Requirement: Reproduce only this part of the listing: the line with "Where can you find the black turtleneck", plus every line after it through the last.

^^^^^^^^

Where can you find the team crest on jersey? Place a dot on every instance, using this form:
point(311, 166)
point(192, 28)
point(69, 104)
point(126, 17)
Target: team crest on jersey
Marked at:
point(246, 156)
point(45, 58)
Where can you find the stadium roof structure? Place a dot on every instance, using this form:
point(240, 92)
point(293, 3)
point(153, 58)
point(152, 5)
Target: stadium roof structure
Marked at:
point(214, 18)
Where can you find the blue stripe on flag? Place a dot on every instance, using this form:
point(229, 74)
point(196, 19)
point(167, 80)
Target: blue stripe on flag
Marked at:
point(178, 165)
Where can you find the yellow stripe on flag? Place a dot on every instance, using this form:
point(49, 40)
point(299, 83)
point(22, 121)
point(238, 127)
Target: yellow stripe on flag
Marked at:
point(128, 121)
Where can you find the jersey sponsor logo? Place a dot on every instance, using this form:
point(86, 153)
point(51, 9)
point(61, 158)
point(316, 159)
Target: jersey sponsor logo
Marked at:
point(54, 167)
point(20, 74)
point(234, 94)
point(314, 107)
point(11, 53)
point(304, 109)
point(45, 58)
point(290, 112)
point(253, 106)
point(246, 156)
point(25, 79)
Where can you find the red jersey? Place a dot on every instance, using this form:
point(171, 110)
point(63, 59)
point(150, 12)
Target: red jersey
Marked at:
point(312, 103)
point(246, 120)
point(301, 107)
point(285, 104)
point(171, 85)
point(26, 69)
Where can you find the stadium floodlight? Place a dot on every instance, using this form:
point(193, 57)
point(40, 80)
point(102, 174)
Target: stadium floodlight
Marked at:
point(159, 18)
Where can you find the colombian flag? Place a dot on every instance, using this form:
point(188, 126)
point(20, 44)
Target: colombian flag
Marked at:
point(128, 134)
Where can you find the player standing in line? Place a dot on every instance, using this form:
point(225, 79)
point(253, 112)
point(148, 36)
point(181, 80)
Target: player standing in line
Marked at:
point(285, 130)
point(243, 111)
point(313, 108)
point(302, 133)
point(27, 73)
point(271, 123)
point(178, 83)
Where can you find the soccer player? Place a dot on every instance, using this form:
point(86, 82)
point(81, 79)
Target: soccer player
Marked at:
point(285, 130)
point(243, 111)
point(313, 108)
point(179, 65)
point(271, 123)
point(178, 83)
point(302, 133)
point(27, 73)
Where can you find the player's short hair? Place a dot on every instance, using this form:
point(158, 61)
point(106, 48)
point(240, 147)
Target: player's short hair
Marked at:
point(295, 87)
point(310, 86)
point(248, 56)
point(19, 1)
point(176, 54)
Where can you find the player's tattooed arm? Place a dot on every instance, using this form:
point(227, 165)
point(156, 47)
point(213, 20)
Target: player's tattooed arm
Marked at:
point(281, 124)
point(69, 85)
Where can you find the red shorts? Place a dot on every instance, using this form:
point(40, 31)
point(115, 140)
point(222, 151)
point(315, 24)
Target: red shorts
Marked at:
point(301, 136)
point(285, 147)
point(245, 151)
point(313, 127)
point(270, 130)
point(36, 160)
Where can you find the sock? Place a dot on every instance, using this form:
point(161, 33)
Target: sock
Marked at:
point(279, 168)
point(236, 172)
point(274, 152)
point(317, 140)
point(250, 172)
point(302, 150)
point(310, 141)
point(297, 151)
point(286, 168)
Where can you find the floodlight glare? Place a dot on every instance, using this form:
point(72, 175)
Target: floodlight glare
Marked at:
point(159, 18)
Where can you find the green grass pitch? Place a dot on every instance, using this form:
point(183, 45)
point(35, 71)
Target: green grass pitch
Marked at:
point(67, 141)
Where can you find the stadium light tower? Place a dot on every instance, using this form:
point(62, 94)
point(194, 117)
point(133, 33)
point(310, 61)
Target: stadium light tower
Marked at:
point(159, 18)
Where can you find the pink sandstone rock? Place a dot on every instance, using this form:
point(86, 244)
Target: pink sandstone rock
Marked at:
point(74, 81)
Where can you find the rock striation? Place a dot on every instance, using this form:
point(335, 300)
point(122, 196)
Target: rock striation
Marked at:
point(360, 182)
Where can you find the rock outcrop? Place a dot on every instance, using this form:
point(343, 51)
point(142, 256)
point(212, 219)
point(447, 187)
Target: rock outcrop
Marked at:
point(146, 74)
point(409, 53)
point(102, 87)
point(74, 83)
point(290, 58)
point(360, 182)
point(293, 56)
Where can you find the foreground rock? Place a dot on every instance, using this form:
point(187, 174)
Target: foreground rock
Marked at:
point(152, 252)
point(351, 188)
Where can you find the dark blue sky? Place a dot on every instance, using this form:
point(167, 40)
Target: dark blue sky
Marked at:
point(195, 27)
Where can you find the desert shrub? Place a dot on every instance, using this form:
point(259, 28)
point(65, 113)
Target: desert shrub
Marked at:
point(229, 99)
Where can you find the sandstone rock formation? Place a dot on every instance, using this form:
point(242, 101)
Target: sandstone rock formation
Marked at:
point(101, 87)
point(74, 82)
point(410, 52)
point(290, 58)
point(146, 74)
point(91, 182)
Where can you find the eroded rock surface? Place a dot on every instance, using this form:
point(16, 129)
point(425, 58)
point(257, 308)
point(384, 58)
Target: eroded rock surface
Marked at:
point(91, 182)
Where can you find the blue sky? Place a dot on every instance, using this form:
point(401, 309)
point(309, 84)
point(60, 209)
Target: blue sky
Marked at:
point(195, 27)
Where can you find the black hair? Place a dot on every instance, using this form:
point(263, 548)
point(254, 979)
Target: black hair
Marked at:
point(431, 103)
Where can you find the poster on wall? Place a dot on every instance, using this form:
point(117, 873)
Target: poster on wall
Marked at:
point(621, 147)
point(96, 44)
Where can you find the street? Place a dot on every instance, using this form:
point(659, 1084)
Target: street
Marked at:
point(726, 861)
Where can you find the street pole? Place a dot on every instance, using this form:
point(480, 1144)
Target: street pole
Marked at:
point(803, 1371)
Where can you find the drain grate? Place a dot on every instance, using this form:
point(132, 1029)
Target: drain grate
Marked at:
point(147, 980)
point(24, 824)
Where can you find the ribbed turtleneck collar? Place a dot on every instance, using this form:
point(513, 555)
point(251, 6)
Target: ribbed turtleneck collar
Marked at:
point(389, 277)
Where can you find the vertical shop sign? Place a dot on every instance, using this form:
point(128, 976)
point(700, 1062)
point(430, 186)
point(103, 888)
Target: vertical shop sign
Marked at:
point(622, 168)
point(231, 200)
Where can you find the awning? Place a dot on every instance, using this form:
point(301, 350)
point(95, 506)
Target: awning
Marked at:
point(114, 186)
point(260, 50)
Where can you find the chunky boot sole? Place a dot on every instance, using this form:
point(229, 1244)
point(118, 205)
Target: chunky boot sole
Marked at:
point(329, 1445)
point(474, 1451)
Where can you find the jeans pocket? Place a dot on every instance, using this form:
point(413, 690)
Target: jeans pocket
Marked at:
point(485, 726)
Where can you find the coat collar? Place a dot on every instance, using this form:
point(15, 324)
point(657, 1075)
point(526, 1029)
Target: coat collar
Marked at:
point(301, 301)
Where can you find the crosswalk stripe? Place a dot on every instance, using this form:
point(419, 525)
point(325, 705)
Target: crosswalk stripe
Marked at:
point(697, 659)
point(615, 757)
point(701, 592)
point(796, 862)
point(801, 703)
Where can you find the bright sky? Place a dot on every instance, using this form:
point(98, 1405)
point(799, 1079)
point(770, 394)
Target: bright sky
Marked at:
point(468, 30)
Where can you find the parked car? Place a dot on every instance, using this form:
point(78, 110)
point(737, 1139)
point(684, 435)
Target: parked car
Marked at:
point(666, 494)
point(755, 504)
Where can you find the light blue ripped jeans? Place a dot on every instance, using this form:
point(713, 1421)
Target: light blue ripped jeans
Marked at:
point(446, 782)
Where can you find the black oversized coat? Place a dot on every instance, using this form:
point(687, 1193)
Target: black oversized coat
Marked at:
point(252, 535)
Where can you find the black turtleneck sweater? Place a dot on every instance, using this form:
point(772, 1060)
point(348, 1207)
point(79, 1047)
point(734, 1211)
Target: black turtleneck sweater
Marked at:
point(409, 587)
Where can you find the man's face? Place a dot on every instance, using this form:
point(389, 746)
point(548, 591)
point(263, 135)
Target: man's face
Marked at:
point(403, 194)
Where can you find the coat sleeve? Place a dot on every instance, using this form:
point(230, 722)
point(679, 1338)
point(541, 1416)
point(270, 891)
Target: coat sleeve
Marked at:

^^^^^^^^

Solved problem:
Where can you find the black turtleneck sweater? Place a dot on every instance, using this form:
point(772, 1060)
point(348, 1207)
point(79, 1047)
point(734, 1211)
Target: black turtleneck sweater
Marked at:
point(409, 587)
Where can you find the man's face? Place a dot on every instance, using this form:
point(389, 746)
point(548, 591)
point(263, 135)
Target: man's face
Marked at:
point(403, 194)
Where can you find the coat sleeve? Place a dot on every instance, using this form:
point(230, 722)
point(679, 1338)
point(541, 1416)
point(270, 891)
Target: coat sleeve
Marked at:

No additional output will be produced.